** start Input records **
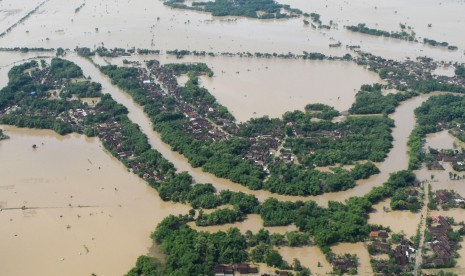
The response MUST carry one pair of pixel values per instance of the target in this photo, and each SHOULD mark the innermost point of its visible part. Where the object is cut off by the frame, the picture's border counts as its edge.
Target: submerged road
(397, 158)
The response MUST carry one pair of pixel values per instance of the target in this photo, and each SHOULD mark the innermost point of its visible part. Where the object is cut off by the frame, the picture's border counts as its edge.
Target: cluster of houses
(197, 125)
(242, 269)
(441, 245)
(344, 263)
(402, 255)
(261, 148)
(447, 198)
(455, 158)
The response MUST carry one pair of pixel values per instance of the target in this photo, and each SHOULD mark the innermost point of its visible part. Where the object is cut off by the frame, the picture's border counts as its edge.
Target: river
(84, 212)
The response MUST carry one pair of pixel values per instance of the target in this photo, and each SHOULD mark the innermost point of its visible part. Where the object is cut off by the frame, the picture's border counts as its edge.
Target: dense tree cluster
(247, 8)
(184, 68)
(371, 100)
(362, 28)
(438, 112)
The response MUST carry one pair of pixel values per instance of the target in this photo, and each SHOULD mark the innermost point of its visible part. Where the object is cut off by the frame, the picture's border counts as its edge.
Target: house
(223, 270)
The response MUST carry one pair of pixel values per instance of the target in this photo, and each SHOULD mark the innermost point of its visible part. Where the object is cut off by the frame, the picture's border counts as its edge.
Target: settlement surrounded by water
(68, 206)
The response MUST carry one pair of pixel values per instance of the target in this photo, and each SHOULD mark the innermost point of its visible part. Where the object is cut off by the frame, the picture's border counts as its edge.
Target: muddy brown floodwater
(84, 213)
(118, 23)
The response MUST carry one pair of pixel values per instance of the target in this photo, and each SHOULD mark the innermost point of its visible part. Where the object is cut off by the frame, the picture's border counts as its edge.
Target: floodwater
(150, 24)
(399, 221)
(255, 87)
(397, 158)
(442, 140)
(252, 87)
(285, 84)
(84, 212)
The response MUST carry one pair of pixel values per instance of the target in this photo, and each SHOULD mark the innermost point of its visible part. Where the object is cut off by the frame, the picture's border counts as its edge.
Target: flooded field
(69, 208)
(83, 212)
(150, 24)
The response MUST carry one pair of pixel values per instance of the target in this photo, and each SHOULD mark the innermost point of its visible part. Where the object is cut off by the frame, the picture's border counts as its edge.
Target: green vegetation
(460, 71)
(184, 68)
(218, 217)
(195, 253)
(263, 9)
(406, 199)
(62, 68)
(147, 266)
(362, 28)
(435, 43)
(370, 100)
(3, 136)
(361, 138)
(438, 112)
(326, 143)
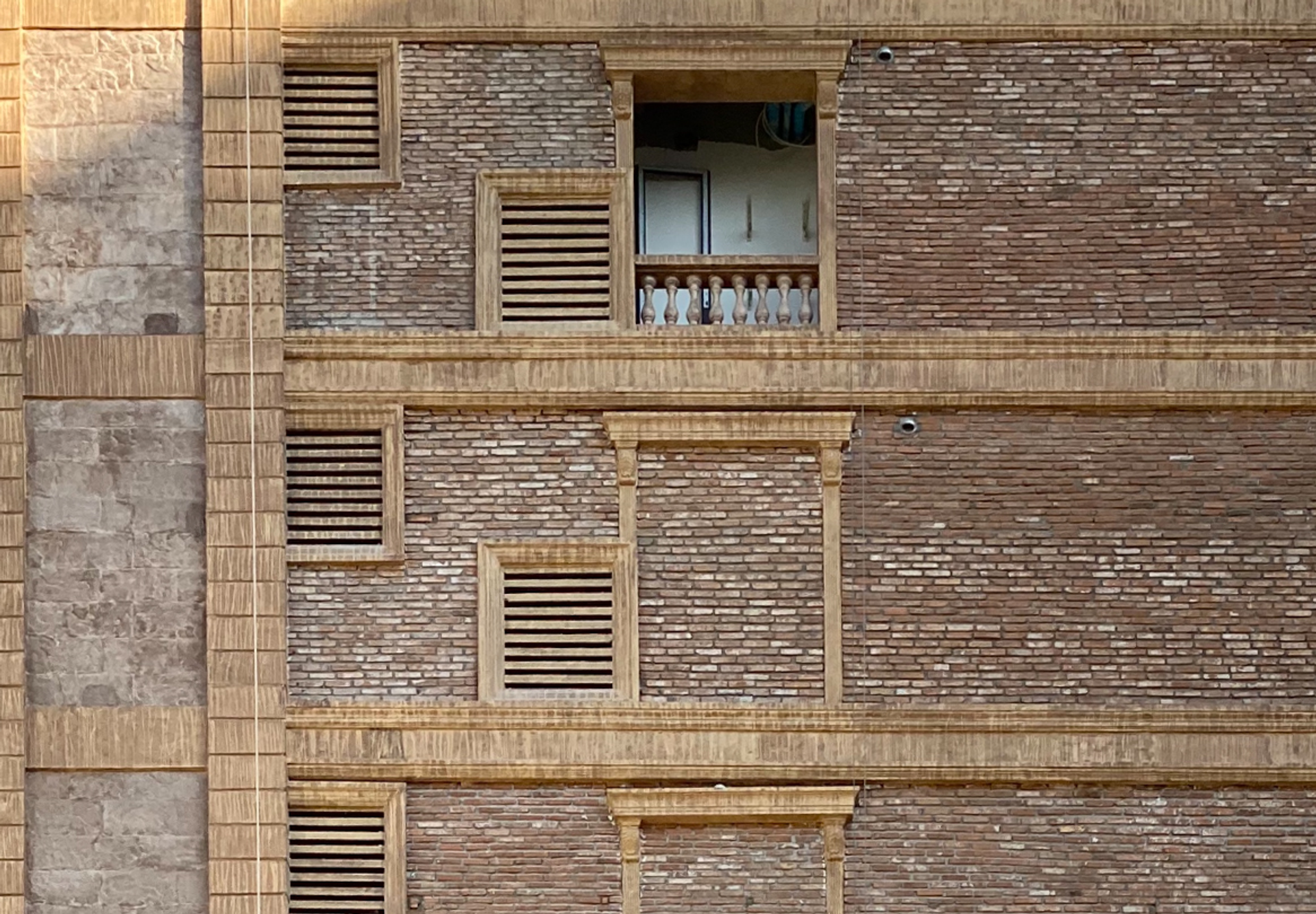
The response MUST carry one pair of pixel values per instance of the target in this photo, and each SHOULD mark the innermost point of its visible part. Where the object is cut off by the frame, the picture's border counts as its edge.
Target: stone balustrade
(705, 291)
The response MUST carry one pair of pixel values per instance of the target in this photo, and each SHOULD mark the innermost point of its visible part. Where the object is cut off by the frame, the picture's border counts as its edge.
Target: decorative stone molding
(822, 808)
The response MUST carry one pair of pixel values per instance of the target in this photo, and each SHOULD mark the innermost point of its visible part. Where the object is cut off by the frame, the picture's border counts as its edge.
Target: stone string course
(404, 260)
(1081, 559)
(1018, 187)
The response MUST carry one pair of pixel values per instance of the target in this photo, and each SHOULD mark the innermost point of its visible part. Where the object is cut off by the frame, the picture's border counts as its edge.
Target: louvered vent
(556, 263)
(557, 630)
(330, 120)
(336, 862)
(336, 489)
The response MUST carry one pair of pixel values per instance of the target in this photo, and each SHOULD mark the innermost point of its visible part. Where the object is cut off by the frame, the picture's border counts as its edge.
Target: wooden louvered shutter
(330, 120)
(336, 487)
(553, 250)
(559, 630)
(336, 862)
(556, 262)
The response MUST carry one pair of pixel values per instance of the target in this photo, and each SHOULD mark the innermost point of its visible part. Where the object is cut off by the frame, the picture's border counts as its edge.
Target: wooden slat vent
(330, 120)
(336, 487)
(557, 630)
(556, 262)
(336, 862)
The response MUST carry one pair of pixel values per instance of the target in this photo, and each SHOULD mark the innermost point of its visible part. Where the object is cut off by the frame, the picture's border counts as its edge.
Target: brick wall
(732, 869)
(114, 166)
(731, 575)
(409, 632)
(491, 850)
(1077, 186)
(404, 260)
(1081, 558)
(116, 553)
(116, 842)
(1082, 851)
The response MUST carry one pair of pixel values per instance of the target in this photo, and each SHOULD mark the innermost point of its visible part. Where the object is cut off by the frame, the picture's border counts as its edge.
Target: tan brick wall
(731, 575)
(1074, 186)
(1081, 558)
(116, 842)
(114, 167)
(404, 260)
(396, 633)
(732, 869)
(1082, 851)
(490, 850)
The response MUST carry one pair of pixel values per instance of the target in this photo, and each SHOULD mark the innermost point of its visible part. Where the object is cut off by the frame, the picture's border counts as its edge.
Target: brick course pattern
(1075, 186)
(731, 575)
(404, 260)
(114, 167)
(391, 633)
(116, 842)
(116, 553)
(1082, 851)
(1081, 558)
(490, 850)
(732, 869)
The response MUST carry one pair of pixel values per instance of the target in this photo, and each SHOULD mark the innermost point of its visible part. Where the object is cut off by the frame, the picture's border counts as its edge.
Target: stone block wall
(1081, 558)
(116, 842)
(1015, 187)
(404, 260)
(410, 632)
(1082, 850)
(732, 869)
(116, 553)
(114, 169)
(506, 850)
(731, 575)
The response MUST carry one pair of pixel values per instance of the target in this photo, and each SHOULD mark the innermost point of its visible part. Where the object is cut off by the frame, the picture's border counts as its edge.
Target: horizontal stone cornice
(806, 746)
(782, 370)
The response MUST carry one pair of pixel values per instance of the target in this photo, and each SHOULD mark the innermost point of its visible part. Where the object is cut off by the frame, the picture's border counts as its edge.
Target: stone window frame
(389, 423)
(389, 799)
(736, 71)
(825, 808)
(383, 55)
(493, 556)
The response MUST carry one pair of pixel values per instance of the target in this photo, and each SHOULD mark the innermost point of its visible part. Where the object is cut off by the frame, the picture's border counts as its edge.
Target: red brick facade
(1081, 558)
(410, 633)
(406, 260)
(1073, 850)
(1049, 184)
(731, 579)
(732, 869)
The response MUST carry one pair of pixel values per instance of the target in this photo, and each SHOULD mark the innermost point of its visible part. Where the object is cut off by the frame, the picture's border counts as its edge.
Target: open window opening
(727, 206)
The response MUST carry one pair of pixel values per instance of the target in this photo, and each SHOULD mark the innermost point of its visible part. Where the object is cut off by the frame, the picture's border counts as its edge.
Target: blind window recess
(556, 262)
(330, 120)
(334, 489)
(559, 632)
(336, 862)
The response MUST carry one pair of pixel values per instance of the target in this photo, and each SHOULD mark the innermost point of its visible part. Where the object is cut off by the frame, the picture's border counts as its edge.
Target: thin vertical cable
(256, 588)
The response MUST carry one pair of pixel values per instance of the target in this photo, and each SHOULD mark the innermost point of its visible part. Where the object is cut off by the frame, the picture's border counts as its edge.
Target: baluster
(783, 310)
(761, 310)
(648, 313)
(715, 300)
(806, 306)
(695, 310)
(740, 310)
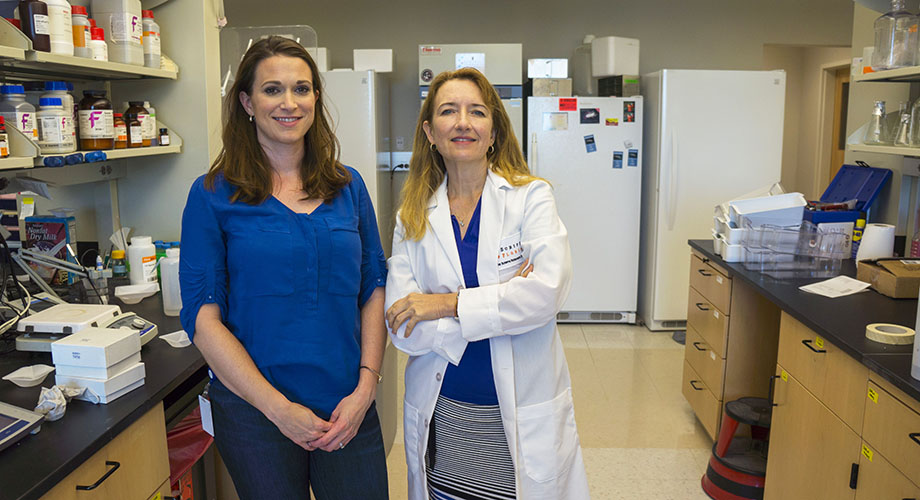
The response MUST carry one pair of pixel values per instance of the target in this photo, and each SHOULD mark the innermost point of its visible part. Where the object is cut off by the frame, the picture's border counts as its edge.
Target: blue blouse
(472, 380)
(289, 286)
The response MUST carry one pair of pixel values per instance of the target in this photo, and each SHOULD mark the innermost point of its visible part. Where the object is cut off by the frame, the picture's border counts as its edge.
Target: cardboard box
(896, 278)
(95, 347)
** end Input records **
§ **Problem requirements**
Would you return the data exactly as written, without the pictures?

§ **Response for this exercise**
The response MUST carry one pair of pixel values per instance of the target in this photo, and each SHOULD mark the innermost point of its visible part. Where the object is cut off by the frame, the picture's border counts as its edge.
Target: submerged road
(397, 158)
The response MUST carry one pair of pixel values per instance of the target in this photo, and each SHOULD mark the innermost point of its visible part. Where the object is cut off by the frame, the picture's border counts as its edge.
Target: cluster of houses
(197, 125)
(242, 269)
(441, 245)
(344, 263)
(402, 255)
(261, 148)
(447, 198)
(455, 158)
The response MUST carry one pair of pixel values per instance of the target in this photo, and each SHOULD mark the innermost point of its visible part. Where the object is cut off by the frame, the picture's border counts as its edge.
Target: river
(84, 212)
The response MUST carry one pair of pixel values per instance of the target in this photo, and each SHOULD mark the innermost point of its visible part. Where the object is cut off by the frame, the picture's border counts as its edge.
Target: dense tree cluster
(247, 8)
(184, 68)
(371, 100)
(362, 28)
(438, 112)
The response MUST carry one pair of pixel values per instance of the target in this photo, and each SHOULD mark the innermost point of its visible part. Where the object is cut off by the frame, the picture's border counts as its edge.
Target: house
(223, 270)
The response MUST carry one pair of pixel values per instance of the target in this photo, and each SHOULD mark the innermost point of its visible part. Where the object is cut off by the frame, the picture's border counts as its edge.
Target: settlement surrounded by water
(68, 206)
The response MUST carry one pair of pixel values per instance of the target in this photo, and each SHOULD mark the innermost point of its visible part. Where the object is cut off by the frame, the picture's border counts as its edge.
Target: muddy brown floodwater
(84, 213)
(118, 23)
The response MUST carry one pair of pixel values per instance of the target in this photo, and each SHOULD mark the innermost point of its visible part. Where the object is cut off by the frame, the picture's border counts as its edge.
Target: floodwater
(150, 24)
(399, 221)
(255, 87)
(397, 158)
(442, 140)
(252, 87)
(285, 84)
(84, 212)
The response MUST carry one pair of pixel values per instance of the target in this photo, and each SHOULD mark the innermost point of its visible part. Where the object is cut off by the frame, the picture's border counts as its edge.
Target: flooded field
(69, 208)
(83, 212)
(150, 24)
The response MUST carry one pair of pixel values per instance of the target in this photo, and each SHOULD mark the innermost point of its visible part. Where the object is cut off by the frame, the picture's border counts as its edge.
Target: green vegetation
(460, 71)
(184, 68)
(218, 217)
(195, 253)
(263, 9)
(406, 199)
(62, 68)
(147, 266)
(362, 28)
(435, 43)
(370, 100)
(3, 136)
(361, 138)
(438, 112)
(326, 143)
The response MUST carry one pair of pixel values per instance of the target in this photo, and each SHOULD mark the innermost point of its visible part. Where the object is cut off by the frame, the picture's border counts as its edge.
Target: stone balustrade
(705, 291)
The response MUST carry one pair of pixel values per instance of the target in this photo, and each SHOULD mark the innermost point of its visible part. Where the object is cut off by the frame, the picture's border counts as its edge.
Target: decorative stone molding
(822, 808)
The response MUST carry one pair of pixel values per instance of the target in this photo, and each SHOULD mark the innermost point of its visible part. Where the object is cut off by the frame, the picture's border counts as its edge.
Target: stone string course
(404, 260)
(1081, 559)
(1018, 187)
The response MUST carry one pair of pixel values per instance of the target in this photo, and each SHOULD mark the innermost point of its visible part. Where the object is cut off by the frame, the picture's border counts as its edge.
Target: louvered vent
(556, 263)
(557, 630)
(330, 120)
(336, 862)
(336, 489)
The response MUST carry one pair of pixel values per instance of the target in this photo, and each SHOULD mark the innermost point of its visible part. Where the object is cut off by the frame, the picture's border counts as its edge.
Target: wooden louvered shutter
(330, 120)
(336, 487)
(553, 250)
(559, 630)
(336, 862)
(556, 262)
The response MUST carry one pair of pixel values per instance of the target in this photo, and each SHOULD mark the innermost point of its visible part. Where the object is cut off by the frame, the picture's border counts as its edge.
Target: wooden slat vent
(330, 120)
(336, 487)
(557, 630)
(556, 262)
(336, 862)
The response MUST carry one pair of pixel values per instance of the target in this photo, and each SHOULD mark the innermost point of its visible part. Where the object is cut off by the frame, the picture's border counts as its edge.
Target: brick wall
(732, 869)
(114, 166)
(731, 575)
(409, 632)
(491, 850)
(1077, 186)
(404, 260)
(1081, 558)
(116, 553)
(116, 842)
(1082, 851)
The response MUST carry one pair of pixel values per instance of the target in this photo, and each SHOULD mark the innermost point of its visible part. Where the object is cut off by the frame, the picture's border counts as its edge.
Target: tan brick wall
(731, 575)
(1074, 186)
(1081, 558)
(116, 842)
(114, 167)
(404, 260)
(396, 633)
(732, 869)
(1082, 851)
(490, 850)
The response MUST carry one pair of pixel values per instance of the target in this photo, and each SHOULD mark the innermost point of its visible part. Where the object is cut off by the frame, the picture's border counts as its edge.
Target: brick course pattern
(1075, 186)
(731, 575)
(404, 260)
(114, 167)
(391, 633)
(116, 842)
(116, 553)
(1082, 851)
(1081, 558)
(490, 850)
(732, 869)
The response MUST carry one pair of pixel values per instance of the target in this photo, and each SHOULD mark the innermost point of its visible part. Where the object is cut off by the frame, the picture's border counts as its edge.
Target: stone block wall
(1081, 558)
(116, 842)
(1015, 187)
(404, 260)
(410, 632)
(1082, 850)
(732, 869)
(116, 553)
(114, 169)
(506, 850)
(731, 575)
The response MUST carry one pair of pixel values per instance of the target in this photo, and each SHOULD mark the innermost point of its visible part. Where the object is cut off by the frame, the picture's border counts as its edge.
Target: horizontal stone cornice
(806, 746)
(782, 370)
The response MUST carry one pair of pixel values per instance of the target in this photo, and each SHOULD mark the innermost point of its visible part. Where the object is cut off by the frame, the picture's border counts as its edge.
Target: stone window frame
(389, 423)
(389, 799)
(736, 71)
(825, 808)
(383, 55)
(493, 556)
The response MUST carry one pair of pixel values per instance of the target in this photo, and each SHOULD mark the innermost point of its visible part. Where the object is cut off by the frame, the picture's border counts as its edge.
Target: red brick facade
(1081, 558)
(410, 633)
(406, 260)
(1073, 850)
(1049, 184)
(731, 579)
(732, 869)
The response MUST carry one pair of pixel values per instance of the target in this photo, and each SHOULD mark the innermost point of its visible part. Where the object is cut off by the frame, the picture's border counts as its edge.
Target: open window opening
(727, 206)
The response MUST carry one pair of pixel values per instance of the target in this photo, and each SHOULD mark the innermost point of its visible part. Where the object is cut off by the frame, the picture's border counts as its edge.
Target: blind window recess
(556, 262)
(330, 120)
(334, 489)
(559, 632)
(336, 862)
The response MUST carry one pair of pixel values per instance of the target in this photo, and each SHOULD mark the innermost point of its visible part. Where the object is cut off by the frame, the picture's border counts as its edge.
Target: thin vertical cable
(256, 588)
The response MUST carry one pair of pixel values per instance of the target in this photo, and each SHOULD mark the innermost point of its visible part. Where the object is cut off by the frame, the picture's border counts as its edge.
Target: baluster
(783, 310)
(761, 310)
(648, 313)
(715, 300)
(806, 306)
(695, 310)
(740, 310)
The response MUST carry one pair of pixel values per instance of the target in this photo, and each SHOULD mark the innermost point of its visible part. Where the object is cut off by the frame, the picture's border counts as its edge.
Target: blue blouse
(472, 380)
(289, 286)
The response MUST carry one pair of pixel values per instance of the target in this photo, and each SHOULD mark the innermost point of its visible part. Where the object is cut off by the frame, the picture's border counts as its edge.
Target: cardboard box
(896, 278)
(95, 347)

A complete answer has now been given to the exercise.